What is expected>
Below are records. Return each one exactly as written.

Natural-language object grounding data>
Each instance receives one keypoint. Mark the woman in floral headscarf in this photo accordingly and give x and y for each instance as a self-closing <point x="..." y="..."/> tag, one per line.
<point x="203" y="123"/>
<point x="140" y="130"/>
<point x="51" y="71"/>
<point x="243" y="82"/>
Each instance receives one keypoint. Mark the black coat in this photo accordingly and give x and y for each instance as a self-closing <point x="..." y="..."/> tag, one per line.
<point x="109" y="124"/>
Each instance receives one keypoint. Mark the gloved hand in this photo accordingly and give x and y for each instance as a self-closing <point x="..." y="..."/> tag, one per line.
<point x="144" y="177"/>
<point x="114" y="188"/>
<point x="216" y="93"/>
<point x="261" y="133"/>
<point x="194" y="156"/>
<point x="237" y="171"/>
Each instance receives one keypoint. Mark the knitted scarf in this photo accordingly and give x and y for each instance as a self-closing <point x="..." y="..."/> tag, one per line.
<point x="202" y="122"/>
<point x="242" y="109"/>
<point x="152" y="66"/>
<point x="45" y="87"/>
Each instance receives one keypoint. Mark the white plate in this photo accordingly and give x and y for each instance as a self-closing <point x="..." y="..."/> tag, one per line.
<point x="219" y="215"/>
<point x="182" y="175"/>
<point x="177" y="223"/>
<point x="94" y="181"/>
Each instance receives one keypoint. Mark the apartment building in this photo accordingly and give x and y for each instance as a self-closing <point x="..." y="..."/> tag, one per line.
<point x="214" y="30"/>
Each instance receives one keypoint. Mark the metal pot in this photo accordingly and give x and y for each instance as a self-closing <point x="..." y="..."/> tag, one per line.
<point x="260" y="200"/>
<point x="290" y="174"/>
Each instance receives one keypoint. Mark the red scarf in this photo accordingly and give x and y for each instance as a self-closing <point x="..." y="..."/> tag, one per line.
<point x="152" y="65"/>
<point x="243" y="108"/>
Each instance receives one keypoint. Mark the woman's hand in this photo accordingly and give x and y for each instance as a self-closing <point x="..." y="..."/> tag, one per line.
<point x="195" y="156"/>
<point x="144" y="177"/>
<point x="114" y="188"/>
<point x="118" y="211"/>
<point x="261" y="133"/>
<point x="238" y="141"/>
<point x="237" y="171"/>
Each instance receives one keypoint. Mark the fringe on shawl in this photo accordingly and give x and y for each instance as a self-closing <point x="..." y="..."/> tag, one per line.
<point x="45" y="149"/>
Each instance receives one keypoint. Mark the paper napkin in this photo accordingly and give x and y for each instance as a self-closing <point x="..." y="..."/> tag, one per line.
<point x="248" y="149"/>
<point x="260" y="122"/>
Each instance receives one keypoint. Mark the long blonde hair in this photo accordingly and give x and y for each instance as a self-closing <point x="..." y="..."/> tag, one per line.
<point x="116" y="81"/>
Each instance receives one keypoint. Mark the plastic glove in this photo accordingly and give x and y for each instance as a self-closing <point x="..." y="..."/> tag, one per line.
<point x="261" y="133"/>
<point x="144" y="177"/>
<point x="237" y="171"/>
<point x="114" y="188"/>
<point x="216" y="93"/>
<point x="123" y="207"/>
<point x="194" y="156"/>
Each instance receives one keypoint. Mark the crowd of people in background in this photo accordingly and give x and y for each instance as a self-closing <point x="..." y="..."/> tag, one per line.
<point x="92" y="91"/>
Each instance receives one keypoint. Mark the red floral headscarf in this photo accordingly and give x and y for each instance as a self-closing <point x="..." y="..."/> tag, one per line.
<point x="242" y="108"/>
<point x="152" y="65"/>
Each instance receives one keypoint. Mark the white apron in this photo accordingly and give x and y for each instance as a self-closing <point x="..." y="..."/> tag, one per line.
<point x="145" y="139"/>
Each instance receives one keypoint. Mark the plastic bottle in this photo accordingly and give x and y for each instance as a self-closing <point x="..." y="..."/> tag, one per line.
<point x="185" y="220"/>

Written response>
Each instance receives one keypoint. Mark the woman in floral headscarf in this photo accordingly and give x and y for each instance as a self-closing <point x="..." y="..."/> tag, one per line.
<point x="203" y="123"/>
<point x="140" y="130"/>
<point x="51" y="71"/>
<point x="243" y="82"/>
Each instance receives one keypoint. Mark the black coat in this photo accordingly and give x and y for each instance as a self-closing <point x="..." y="..."/> tag, one per line.
<point x="109" y="124"/>
Each instance receives one keypoint. Mark the gloved hand in this photo accordingly and give x and y for each instance as a self-closing <point x="..." y="..."/> tag, one per line.
<point x="144" y="177"/>
<point x="114" y="188"/>
<point x="216" y="93"/>
<point x="261" y="133"/>
<point x="194" y="156"/>
<point x="237" y="171"/>
Each instance receives one keypoint. Mark the knitted scarf in this photo accordingly and give x and y for each instance as a self-closing <point x="..." y="..."/> tag, one per line.
<point x="202" y="122"/>
<point x="242" y="109"/>
<point x="152" y="66"/>
<point x="45" y="87"/>
Each instance receives one keypoint. Mark the white plate in this photo accordingly and give x and y for each instance as a self-closing <point x="..." y="..."/> tag, one per line.
<point x="219" y="215"/>
<point x="182" y="175"/>
<point x="177" y="223"/>
<point x="94" y="181"/>
Each instance receives one keypoint. Mark the apartment building in this photo accordingly and give x and y for each instance as a self-closing <point x="..." y="..."/> tag, one per line.
<point x="214" y="30"/>
Each instance receives one keypoint. Mark the metal pot in this photo accordingly and give x and y for each instance as a self-closing <point x="..." y="..."/> tag, one per line.
<point x="260" y="200"/>
<point x="290" y="174"/>
Each instance receives one keypoint. Mark the red scarf in this photo accordingly and give x and y for each instance as a self-closing <point x="..." y="..."/> tag, one per line.
<point x="152" y="65"/>
<point x="243" y="108"/>
Each instance receives one keypoint. Mark the woman's hand in this photo accordingly and give x and y for each instance as a self-closing <point x="..." y="..."/> tag, one per line.
<point x="195" y="156"/>
<point x="144" y="177"/>
<point x="114" y="188"/>
<point x="118" y="211"/>
<point x="261" y="133"/>
<point x="238" y="141"/>
<point x="237" y="171"/>
Each instance receives one keypoint. Mark the fringe on shawl in this photo accordingly and give x and y for each instance as a self-closing <point x="..." y="..."/> tag, one per line.
<point x="45" y="149"/>
Each instance receives one keypoint. Mark the paper napkin in this photo accordingly and give x and y for each instance as a self-closing <point x="..." y="..."/> tag, one per line.
<point x="248" y="149"/>
<point x="260" y="122"/>
Each instance receives one keypoint. Mark the long blonde hair in this photo accordingly and give x and y for each instance as a self-closing <point x="..." y="..."/> tag, one per line.
<point x="116" y="81"/>
Each instance receives one keypoint. Mark the plastic glove in this photo accordingly and give x and y for each instance as a self-closing <point x="..." y="..."/> tag, one per line.
<point x="261" y="133"/>
<point x="144" y="177"/>
<point x="237" y="171"/>
<point x="114" y="188"/>
<point x="216" y="93"/>
<point x="123" y="207"/>
<point x="194" y="156"/>
Each instance receives one keypoint. Mark the crowd of people in background in this photo accordingly and give x and y for each instance as a self-closing <point x="..." y="..."/> tag, one per line.
<point x="92" y="91"/>
Each instance receives one keypoint. Mark the red floral headscarf in this photo accordingly and give x and y for each instance as a self-closing <point x="..." y="..."/> tag, one per line.
<point x="242" y="108"/>
<point x="152" y="65"/>
Each instance receives one keypoint. Mark the white apron in this photo accordingly and give x and y for each instance as a self-closing <point x="..." y="..."/> tag, one per line.
<point x="145" y="139"/>
Each instance receives one keypoint. Mark the plastic bottle in this photo accordingly and give x and y for each instance as a self-closing <point x="..." y="..."/> tag, one per line.
<point x="185" y="220"/>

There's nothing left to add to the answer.